GIVEN INSTRUCTION:
Please reproduce the passage on the protest and counter-protest over gender self-ID in full, word for word.

These testimonies were powerful and personal. The event gave a public platform to the kind of women who would never be invited to share their experiences with legislators in Holyrood.

Meanwhile, getting someone from the counter-protest to explain what their demonstration was really about was like looking for teats on a non-binary bull. Eventually, a man dressed in a green cape told me that he was ‘there for his trans friends’ and that those protesting against gender self-ID had ‘probably never met a trans person’. A shiny-eyed university student then told me earnestly that she didn’t know whether rapist Adam Graham was male or female, because she hadn’t met him, but his identity ought to be respected in any case.

Both believed that Keen and her supporters were bigoted, but neither had any answers about how to protect women prisoners from sex offenders with ‘lady feelings’. It was hard to escape the impression that these were well-intentioned young people looking for a worthy counter-cultural cause. Inadvertently, they had somehow found themselves dancing on the side of both the establishment and of convicted sex offenders.

INFORMATION PROVIDED:
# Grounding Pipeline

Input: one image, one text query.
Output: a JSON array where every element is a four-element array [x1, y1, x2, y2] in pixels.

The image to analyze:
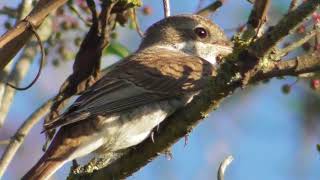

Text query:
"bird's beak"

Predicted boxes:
[[214, 41, 233, 56]]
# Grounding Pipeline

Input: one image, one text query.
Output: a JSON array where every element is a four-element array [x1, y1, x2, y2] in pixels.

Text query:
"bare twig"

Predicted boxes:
[[217, 155, 233, 180], [289, 0, 298, 12], [250, 0, 320, 58], [277, 30, 318, 57], [0, 0, 67, 69], [0, 0, 42, 127], [242, 0, 270, 40], [248, 0, 270, 29], [162, 0, 171, 18], [197, 0, 223, 16], [7, 19, 45, 91], [0, 100, 52, 178], [132, 8, 144, 38]]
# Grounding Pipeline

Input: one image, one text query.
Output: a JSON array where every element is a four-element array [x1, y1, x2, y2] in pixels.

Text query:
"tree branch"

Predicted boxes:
[[0, 0, 67, 69], [0, 100, 52, 178], [69, 48, 320, 180], [250, 0, 320, 58]]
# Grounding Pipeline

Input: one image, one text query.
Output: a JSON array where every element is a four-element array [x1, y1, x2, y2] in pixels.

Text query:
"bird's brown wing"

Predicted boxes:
[[44, 52, 213, 130]]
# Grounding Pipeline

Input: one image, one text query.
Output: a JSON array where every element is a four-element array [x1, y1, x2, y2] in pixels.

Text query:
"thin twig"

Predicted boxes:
[[0, 0, 67, 69], [67, 3, 91, 26], [242, 0, 270, 40], [86, 0, 98, 24], [196, 0, 223, 17], [163, 0, 171, 18], [250, 0, 320, 58], [289, 0, 298, 12], [277, 30, 317, 57], [7, 19, 45, 91], [0, 99, 52, 178], [0, 0, 36, 127], [133, 8, 144, 38], [217, 155, 233, 180]]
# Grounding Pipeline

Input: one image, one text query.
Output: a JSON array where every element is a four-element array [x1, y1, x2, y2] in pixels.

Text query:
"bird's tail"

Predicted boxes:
[[21, 155, 65, 180]]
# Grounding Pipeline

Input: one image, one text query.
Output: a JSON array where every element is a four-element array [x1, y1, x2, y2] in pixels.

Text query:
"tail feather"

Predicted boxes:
[[21, 156, 65, 180]]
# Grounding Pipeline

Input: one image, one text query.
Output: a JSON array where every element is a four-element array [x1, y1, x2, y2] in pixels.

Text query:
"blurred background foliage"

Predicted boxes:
[[0, 0, 320, 180]]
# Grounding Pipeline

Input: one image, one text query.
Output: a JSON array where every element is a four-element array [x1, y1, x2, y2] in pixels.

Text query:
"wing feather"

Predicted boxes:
[[44, 49, 214, 130]]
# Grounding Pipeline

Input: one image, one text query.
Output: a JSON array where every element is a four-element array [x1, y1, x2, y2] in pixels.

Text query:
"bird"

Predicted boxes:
[[22, 14, 232, 180]]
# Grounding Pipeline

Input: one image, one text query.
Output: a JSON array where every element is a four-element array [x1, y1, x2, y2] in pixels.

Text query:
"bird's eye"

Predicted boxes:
[[194, 27, 208, 39]]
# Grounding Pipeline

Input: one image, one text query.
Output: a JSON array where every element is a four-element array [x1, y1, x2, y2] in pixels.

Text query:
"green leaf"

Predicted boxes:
[[104, 42, 130, 58]]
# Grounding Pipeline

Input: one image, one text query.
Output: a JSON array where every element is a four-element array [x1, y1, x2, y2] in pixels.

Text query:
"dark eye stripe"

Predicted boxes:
[[194, 27, 208, 39]]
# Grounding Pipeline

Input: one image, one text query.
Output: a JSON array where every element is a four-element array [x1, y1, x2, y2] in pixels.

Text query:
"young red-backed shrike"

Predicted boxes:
[[23, 15, 232, 180]]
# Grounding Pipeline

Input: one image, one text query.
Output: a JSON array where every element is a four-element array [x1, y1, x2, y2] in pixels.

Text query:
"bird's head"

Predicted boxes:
[[139, 15, 232, 64]]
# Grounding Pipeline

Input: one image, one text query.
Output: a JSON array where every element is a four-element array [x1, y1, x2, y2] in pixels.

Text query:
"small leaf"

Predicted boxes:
[[104, 42, 130, 58]]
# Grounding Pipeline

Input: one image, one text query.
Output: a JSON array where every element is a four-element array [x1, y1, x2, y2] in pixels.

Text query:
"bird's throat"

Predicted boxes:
[[151, 41, 232, 65]]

COMPLETE ANSWER:
These testimonies were powerful and personal. The event gave a public platform to the kind of women who would never be invited to share their experiences with legislators in Holyrood.

Meanwhile, getting someone from the counter-protest to explain what their demonstration was really about was like looking for teats on a non-binary bull. Eventually, a man dressed in a green cape told me that he was ‘there for his trans friends’ and that those protesting against gender self-ID had ‘probably never met a trans person’. A shiny-eyed university student then told me earnestly that she didn’t know whether rapist Adam Graham was male or female, because she hadn’t met him, but his identity ought to be respected in any case.

Both believed that Keen and her supporters were bigoted, but neither had any answers about how to protect women prisoners from sex offenders with ‘lady feelings’. It was hard to escape the impression that these were well-intentioned young people looking for a worthy counter-cultural cause. Inadvertently, they had somehow found themselves dancing on the side of both the establishment and of convicted sex offenders.